*Given problem*
Reproduce the passage on quarterly sales, gross profits, and operating expenses word for word, keeping every figure and heading reference intact.

*Reading passage*
┌──
Consolidated sales for the three months ended December 31, 2006 increased by $22.8 million, or 104.2%, from the corresponding period of the prior fiscal year. The increase in sales primarily reflects strong demand for our seismic exploration products and the revenue recognition of $16.9 million from sales of reservoir characterization systems.
Consolidated gross profits for the three months ended December 31, 2006 increased by $11.5 million, or 159.4%, from the corresponding period of the prior fiscal year. The increased gross profits are due to increased sales, including the revenue recognition of seismic reservoir products which have higher gross profit margins. Such gross profits were partially offset by $1.0 million of additional incentive compensation expense attributable to our manufacturing employees, as discussed above under the heading “—Incentive Compensation Programs”.
Consolidated operating expenses for the three months ended December 31, 2006 increased $1.7 million, or 33.2%, from the corresponding period of the prior fiscal year. The increased operating expenses primarily resulted from an increase in incentive compensation expense of $1.8 million for our non-manufacturing employees, as discussed above under the heading “—Incentive Compensation Programs”. Such increase in operating expenses was partially offset by a $0.5 million decline in bad debt expenses.
└──
*Entries supplied*
┌──
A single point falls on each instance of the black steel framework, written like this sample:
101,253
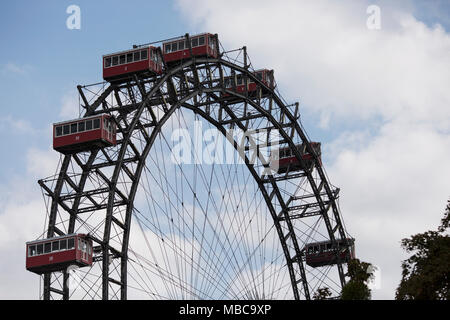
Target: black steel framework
93,183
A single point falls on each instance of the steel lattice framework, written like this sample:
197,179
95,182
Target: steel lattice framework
96,191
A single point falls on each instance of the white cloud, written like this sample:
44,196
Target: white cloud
69,106
393,175
15,125
14,68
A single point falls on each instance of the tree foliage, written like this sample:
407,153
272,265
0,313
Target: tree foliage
426,273
360,274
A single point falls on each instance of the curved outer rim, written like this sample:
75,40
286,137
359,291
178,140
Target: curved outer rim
181,103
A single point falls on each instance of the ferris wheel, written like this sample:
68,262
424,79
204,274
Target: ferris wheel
188,176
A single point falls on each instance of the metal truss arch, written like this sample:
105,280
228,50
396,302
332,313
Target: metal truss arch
149,104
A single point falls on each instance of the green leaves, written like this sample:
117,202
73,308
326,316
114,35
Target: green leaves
426,273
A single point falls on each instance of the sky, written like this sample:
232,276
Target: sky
377,99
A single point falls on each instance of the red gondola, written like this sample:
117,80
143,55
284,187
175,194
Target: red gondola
84,134
287,160
56,254
202,45
264,75
321,254
118,67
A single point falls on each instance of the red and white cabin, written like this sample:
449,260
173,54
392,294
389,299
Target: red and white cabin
264,75
56,254
119,67
286,159
84,134
203,45
321,254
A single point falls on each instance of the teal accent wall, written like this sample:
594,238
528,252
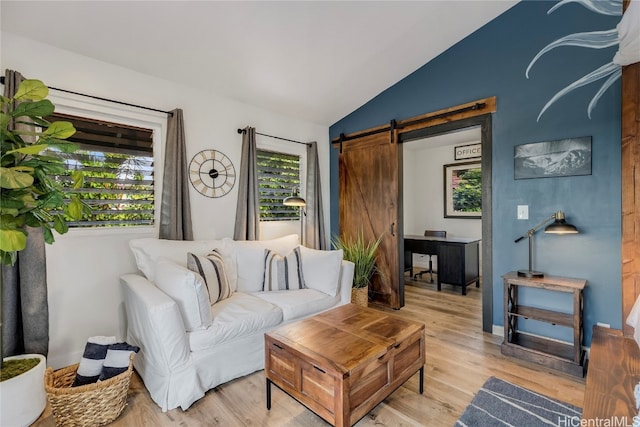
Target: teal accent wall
492,62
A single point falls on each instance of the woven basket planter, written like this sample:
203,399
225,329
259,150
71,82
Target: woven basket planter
88,405
360,296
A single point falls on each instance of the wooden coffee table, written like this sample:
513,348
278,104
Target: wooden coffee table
343,362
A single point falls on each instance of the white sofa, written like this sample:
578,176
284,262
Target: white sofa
188,346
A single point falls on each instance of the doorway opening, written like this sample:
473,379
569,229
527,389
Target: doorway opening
427,155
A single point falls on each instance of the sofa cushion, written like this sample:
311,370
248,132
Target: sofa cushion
211,268
282,273
237,316
321,269
299,303
148,251
189,292
245,259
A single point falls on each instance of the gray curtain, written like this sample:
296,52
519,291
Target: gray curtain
175,211
25,310
247,225
314,232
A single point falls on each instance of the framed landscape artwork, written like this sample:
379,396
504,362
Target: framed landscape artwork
563,157
463,190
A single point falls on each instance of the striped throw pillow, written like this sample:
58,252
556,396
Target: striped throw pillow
211,268
282,273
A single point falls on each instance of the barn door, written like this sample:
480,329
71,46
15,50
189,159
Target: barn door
369,200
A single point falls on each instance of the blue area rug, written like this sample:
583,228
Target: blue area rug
500,403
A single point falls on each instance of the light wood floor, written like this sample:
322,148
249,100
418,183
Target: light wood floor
459,358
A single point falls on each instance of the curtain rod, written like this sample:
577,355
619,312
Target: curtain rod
276,137
104,99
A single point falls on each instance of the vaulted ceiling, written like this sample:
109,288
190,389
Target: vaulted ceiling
315,60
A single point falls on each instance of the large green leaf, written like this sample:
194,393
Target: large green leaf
4,120
48,235
12,240
62,145
41,108
59,224
78,179
30,149
31,89
10,178
52,200
75,208
60,130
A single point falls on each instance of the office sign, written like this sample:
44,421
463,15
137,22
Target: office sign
470,151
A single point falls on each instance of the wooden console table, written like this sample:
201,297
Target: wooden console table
345,361
614,371
566,357
458,258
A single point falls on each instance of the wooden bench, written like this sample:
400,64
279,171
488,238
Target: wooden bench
612,374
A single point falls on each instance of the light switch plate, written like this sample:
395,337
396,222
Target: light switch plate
523,211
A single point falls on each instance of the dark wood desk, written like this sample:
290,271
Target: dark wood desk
614,371
458,258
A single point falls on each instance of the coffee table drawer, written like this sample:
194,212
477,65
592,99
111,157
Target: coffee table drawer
318,385
281,364
408,355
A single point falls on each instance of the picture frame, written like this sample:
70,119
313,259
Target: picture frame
463,190
468,151
548,159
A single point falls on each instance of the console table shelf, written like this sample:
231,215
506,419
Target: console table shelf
566,357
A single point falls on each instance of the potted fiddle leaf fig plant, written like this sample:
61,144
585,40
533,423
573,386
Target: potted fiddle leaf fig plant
31,151
363,254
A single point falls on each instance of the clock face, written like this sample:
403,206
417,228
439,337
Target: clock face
212,173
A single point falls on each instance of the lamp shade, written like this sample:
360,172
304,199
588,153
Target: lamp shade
560,226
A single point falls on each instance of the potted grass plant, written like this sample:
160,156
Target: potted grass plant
362,253
30,154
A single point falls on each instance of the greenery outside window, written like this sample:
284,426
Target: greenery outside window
117,162
278,177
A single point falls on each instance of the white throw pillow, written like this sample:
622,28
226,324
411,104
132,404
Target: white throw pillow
211,268
188,290
321,269
148,251
247,257
283,273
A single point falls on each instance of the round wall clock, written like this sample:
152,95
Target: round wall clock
212,173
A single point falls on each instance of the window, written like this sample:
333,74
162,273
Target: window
117,163
278,177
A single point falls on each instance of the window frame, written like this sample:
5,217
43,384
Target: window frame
82,106
285,147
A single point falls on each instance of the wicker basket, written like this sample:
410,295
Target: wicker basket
88,405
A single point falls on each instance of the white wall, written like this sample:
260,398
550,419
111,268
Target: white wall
83,266
423,191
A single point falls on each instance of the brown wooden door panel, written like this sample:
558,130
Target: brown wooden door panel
368,200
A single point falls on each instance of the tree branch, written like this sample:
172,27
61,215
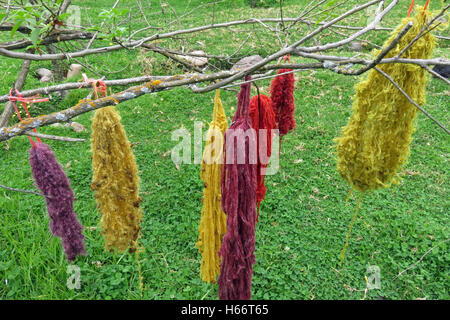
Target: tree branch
411,100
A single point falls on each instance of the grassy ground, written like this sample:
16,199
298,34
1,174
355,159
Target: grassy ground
304,218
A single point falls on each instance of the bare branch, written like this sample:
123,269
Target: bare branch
51,137
411,100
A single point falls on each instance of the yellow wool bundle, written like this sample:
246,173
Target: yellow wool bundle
213,220
374,145
115,181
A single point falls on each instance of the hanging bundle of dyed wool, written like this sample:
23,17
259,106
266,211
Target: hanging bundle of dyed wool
374,144
239,204
53,183
282,96
213,220
115,181
263,118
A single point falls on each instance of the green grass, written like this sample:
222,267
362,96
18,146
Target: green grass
303,220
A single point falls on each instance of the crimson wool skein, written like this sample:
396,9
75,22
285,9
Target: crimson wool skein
238,188
282,95
262,117
53,183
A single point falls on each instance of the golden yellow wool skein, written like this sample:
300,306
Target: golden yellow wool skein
213,220
115,181
374,144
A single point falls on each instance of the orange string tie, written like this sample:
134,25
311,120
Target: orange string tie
14,95
97,85
410,7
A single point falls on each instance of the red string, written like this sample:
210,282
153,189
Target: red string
35,99
411,6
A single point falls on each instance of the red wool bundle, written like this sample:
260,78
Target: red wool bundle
282,95
263,117
239,203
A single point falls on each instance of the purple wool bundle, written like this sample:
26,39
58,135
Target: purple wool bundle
53,182
239,203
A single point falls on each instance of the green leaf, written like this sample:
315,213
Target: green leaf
16,26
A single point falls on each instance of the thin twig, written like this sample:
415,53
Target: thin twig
411,100
51,137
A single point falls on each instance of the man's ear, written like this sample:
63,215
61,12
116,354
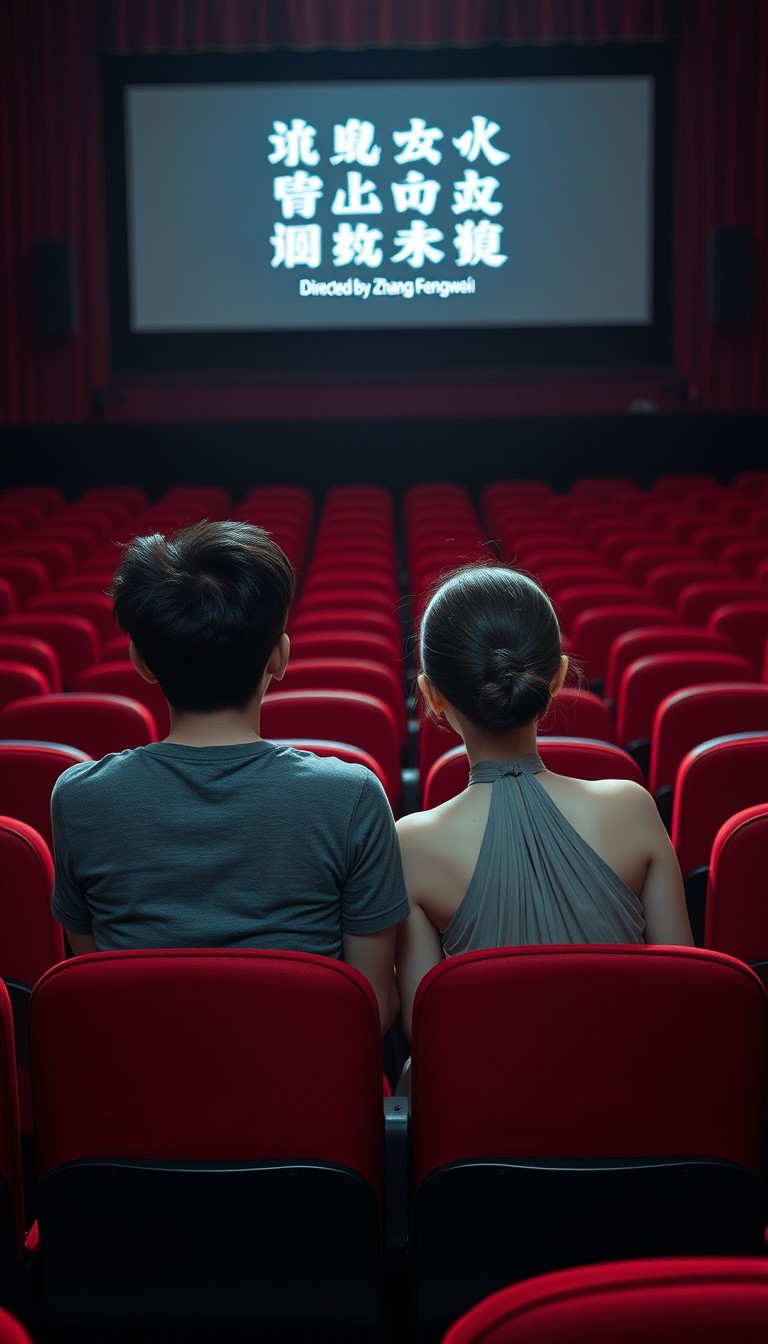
└──
*Written answer*
Consolidated sales for the three months ended December 31, 2006 increased by $22.8 million, or 104.2%, from the corresponding period of the prior fiscal year. The increase in sales primarily reflects strong demand for our seismic exploration products and the revenue recognition of $16.9 million from sales of reservoir characterization systems.
Consolidated gross profits for the three months ended December 31, 2006 increased by $11.5 million, or 159.4%, from the corresponding period of the prior fiscal year. The increased gross profits are due to increased sales, including the revenue recognition of seismic reservoir products which have higher gross profit margins. Such gross profits were partially offset by $1.0 million of additional incentive compensation expense attributable to our manufacturing employees, as discussed above under the heading “—Incentive Compensation Programs”.
Consolidated operating expenses for the three months ended December 31, 2006 increased $1.7 million, or 33.2%, from the corresponding period of the prior fiscal year. The increased operating expenses primarily resulted from an increase in incentive compensation expense of $1.8 million for our non-manufacturing employees, as discussed above under the heading “—Incentive Compensation Programs”. Such increase in operating expenses was partially offset by a $0.5 million decline in bad debt expenses.